Ejercicios |
1 – Responde con el fragmento sobre Britney Spears:
(a) ¿Qué televisión autonómica acaba de emitir el documental?
(b) ¿Qué le recetaron a la cantante?
(c) ¿Cómo se llama el movimiento fan que surgió?
2 – Indica si cada afirmación coincide con el fragmento sobre Britney Spears y cita las palabras que lo deciden:
(a) En España el documental pudo verse en Movistar+.
(b) La intérprete podía usar su propia tarjeta de crédito.
(c) The New York Times produjo el documental en marzo.

Fragmento proporcionado |
Esclava del siglo XXI
El pasado mes de febrero The New York Times produjo para FX y Hulu el primer documental que abrió la caja de los truenos: Framing Britney Spears. En España, pudimos verlo unas semanas después en Movistar+. En la actualidad, esta obra audiovisual acaba de ser emitida por la Televisión Autonómica vasca, ETB.
Framing Britney Spears descubrió a la opinión pública el abuso de poder que padeció al estar bajo la tutela de su padre todo este tiempo. El progenitor, ahora villano, Jamie Spears, decidía sobre todos los aspectos de su vida personal y su carrera profesional. Incrementó el ritmo de trabajo de la artista hasta la extenuación, mientras que pagaba a médicos y psiquiatras para que le diagnosticaran un cuadro de demencia, en vez de un cuadro de angustia por estrés. Le recetaron litio, que, según sus propias declaraciones, le mareaba como si estuviera borracha. Y, por último, le colocaron un DIU para que no se quedase embarazada más veces. Todo ello contra su voluntad. La intérprete no podía disponer siquiera de su propia tarjeta de crédito. Sus amigos eran también fiscalizados, para ser debidamente apartados de su círculo en el caso de que supusieran una amenaza para los objetivos industriales del patriarca.
Fue entonces cuando surgió el movimiento fan, #FreeBritney, que defiende desde las redes sociales su liberación como esclava de la industria musical del siglo XXI. Decenas de miles de seguidores persiguen este mismo fin, conscientes de que este segundo relato sobre su carrera, claramente influenciado por el movimiento #MeToo, acompaña a la cantante durante este periodo de lucha y renacimiento.

(Entradas de datos almacenados)
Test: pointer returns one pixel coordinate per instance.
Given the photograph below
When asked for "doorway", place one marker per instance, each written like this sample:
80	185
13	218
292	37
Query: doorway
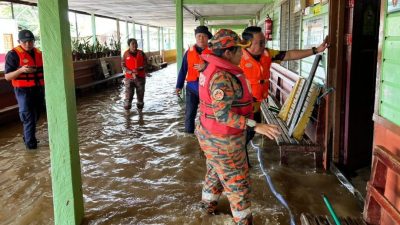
360	64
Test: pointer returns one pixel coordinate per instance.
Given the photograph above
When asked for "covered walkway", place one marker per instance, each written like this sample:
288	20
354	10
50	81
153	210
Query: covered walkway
145	170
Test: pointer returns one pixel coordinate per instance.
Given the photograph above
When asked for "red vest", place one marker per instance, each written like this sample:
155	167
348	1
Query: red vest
242	106
134	62
193	57
258	73
31	79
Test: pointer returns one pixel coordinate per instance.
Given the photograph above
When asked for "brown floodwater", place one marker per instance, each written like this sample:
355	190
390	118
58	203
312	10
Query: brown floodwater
143	169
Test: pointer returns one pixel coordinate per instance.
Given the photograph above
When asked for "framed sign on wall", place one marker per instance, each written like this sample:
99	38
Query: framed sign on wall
393	6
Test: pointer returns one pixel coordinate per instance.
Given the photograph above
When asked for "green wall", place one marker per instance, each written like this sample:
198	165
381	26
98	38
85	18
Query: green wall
389	105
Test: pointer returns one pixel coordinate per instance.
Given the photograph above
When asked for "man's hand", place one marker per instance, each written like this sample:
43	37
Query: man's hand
323	46
200	67
27	69
269	130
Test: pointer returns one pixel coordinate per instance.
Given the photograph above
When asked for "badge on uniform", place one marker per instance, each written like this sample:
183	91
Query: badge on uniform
218	94
202	79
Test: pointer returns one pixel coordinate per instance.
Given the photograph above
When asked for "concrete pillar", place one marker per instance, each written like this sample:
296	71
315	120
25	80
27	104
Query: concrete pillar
93	17
148	38
61	112
179	32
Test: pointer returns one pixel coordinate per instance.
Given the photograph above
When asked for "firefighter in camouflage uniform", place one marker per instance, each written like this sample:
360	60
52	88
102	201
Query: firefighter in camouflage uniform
225	115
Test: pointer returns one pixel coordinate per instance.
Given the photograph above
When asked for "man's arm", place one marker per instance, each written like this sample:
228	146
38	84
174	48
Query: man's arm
299	54
182	74
123	64
144	61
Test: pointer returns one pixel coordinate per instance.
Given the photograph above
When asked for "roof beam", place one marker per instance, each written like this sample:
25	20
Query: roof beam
212	2
228	26
239	17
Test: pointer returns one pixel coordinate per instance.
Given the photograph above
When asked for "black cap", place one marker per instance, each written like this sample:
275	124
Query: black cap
204	30
25	35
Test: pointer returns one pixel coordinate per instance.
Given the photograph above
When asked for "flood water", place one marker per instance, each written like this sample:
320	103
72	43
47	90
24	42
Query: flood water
146	170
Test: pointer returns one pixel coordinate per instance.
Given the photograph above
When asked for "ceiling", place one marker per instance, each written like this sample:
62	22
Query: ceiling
161	13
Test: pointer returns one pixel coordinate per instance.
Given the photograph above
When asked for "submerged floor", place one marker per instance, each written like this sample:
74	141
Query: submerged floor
145	170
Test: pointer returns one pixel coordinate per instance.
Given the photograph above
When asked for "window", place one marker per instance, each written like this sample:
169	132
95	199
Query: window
73	25
106	30
5	10
139	29
124	34
84	26
290	32
153	39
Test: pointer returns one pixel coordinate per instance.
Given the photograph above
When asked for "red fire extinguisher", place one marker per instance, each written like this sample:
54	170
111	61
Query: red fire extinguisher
268	28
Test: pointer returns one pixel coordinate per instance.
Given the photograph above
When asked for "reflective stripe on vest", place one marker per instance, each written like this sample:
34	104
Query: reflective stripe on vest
133	62
258	73
29	79
242	106
193	57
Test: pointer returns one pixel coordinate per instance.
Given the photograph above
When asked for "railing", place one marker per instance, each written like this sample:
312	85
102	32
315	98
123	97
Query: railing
376	202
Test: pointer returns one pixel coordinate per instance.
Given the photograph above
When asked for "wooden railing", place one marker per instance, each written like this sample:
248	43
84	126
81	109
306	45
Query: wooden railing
376	203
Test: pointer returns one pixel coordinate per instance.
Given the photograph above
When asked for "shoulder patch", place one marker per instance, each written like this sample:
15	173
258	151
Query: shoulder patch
202	79
218	94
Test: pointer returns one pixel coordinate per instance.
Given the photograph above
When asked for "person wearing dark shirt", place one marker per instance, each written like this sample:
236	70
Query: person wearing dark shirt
24	68
192	65
134	63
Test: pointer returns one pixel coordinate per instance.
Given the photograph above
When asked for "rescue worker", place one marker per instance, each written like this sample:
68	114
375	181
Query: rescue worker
225	115
134	64
24	68
256	63
191	67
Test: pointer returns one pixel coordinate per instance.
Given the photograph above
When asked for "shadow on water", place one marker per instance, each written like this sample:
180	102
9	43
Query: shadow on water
141	168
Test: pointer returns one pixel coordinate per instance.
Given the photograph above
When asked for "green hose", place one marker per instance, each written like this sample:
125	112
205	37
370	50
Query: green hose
331	211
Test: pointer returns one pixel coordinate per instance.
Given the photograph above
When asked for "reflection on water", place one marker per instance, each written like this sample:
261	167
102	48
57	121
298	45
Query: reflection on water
141	168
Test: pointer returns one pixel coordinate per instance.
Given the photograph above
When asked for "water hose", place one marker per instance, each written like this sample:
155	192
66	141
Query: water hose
271	185
331	211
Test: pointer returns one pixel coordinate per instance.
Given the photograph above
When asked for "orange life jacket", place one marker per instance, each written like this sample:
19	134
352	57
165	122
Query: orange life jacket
133	62
242	106
29	79
193	57
258	73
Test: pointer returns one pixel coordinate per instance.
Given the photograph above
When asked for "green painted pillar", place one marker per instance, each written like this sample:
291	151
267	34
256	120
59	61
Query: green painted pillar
169	39
179	32
202	21
61	112
148	38
133	29
127	32
118	30
162	39
159	39
93	28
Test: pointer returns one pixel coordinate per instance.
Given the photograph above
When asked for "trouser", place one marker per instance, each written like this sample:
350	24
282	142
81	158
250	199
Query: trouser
31	103
228	171
130	85
192	103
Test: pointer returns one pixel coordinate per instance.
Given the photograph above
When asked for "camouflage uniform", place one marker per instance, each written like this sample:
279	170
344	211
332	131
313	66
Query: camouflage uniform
227	168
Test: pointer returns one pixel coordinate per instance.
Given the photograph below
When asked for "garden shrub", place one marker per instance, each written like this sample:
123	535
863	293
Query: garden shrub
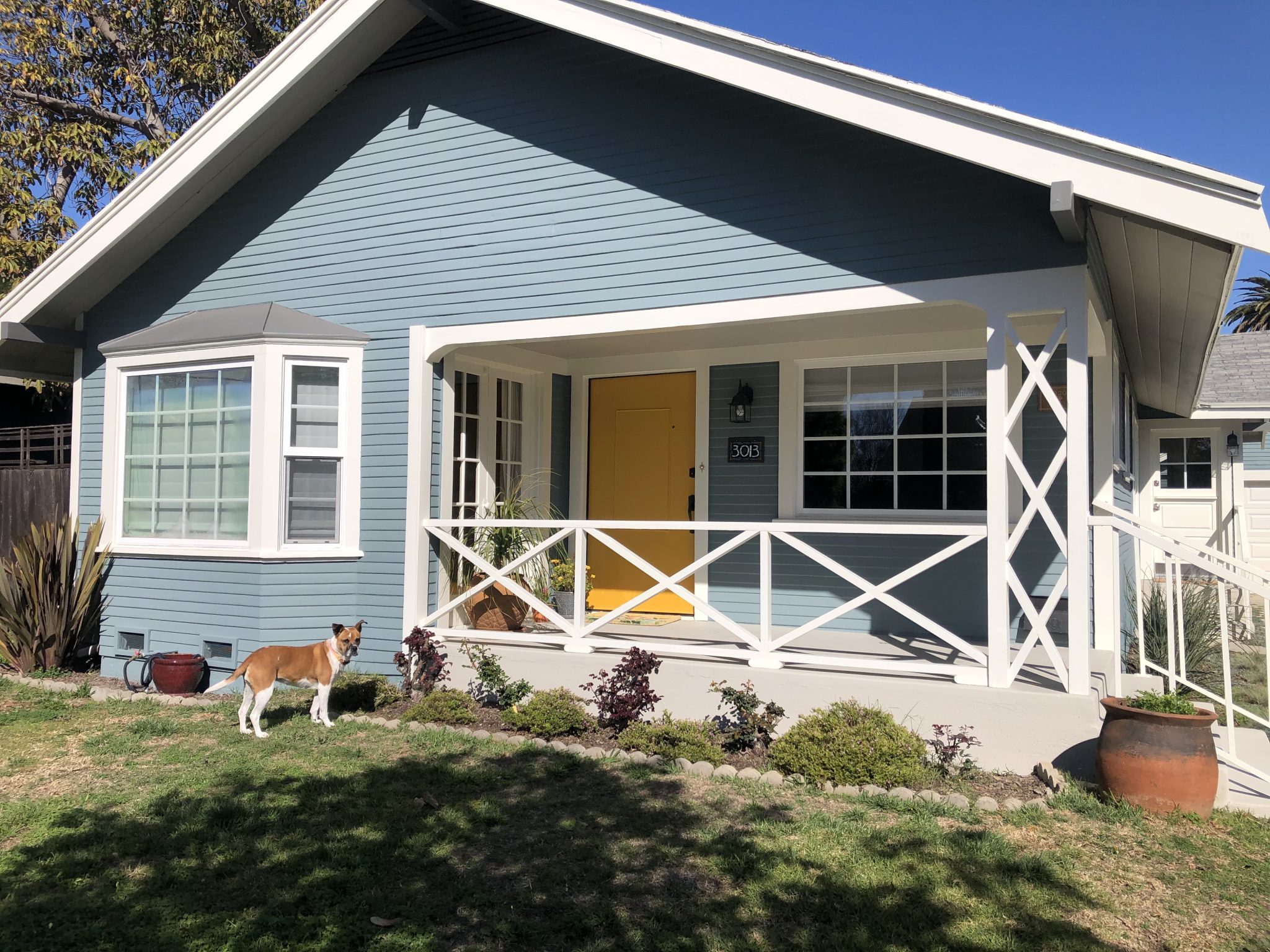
747	723
1161	703
492	682
696	741
443	706
550	714
357	691
424	664
625	696
849	743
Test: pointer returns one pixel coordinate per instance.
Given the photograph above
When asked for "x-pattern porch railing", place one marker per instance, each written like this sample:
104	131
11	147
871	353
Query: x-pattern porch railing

Respuestas del ejercicio |
1 –
(a) La Televisión Autonómica vasca, ETB.
(b) Litio.
(c) #FreeBritney.

2 –
(a) Sí: "En España, pudimos verlo unas semanas después en Movistar+."
(b) No: "La intérprete no podía disponer siquiera de su propia tarjeta de crédito."
(c) No: "El pasado mes de febrero The New York Times produjo para FX y Hulu el primer documental"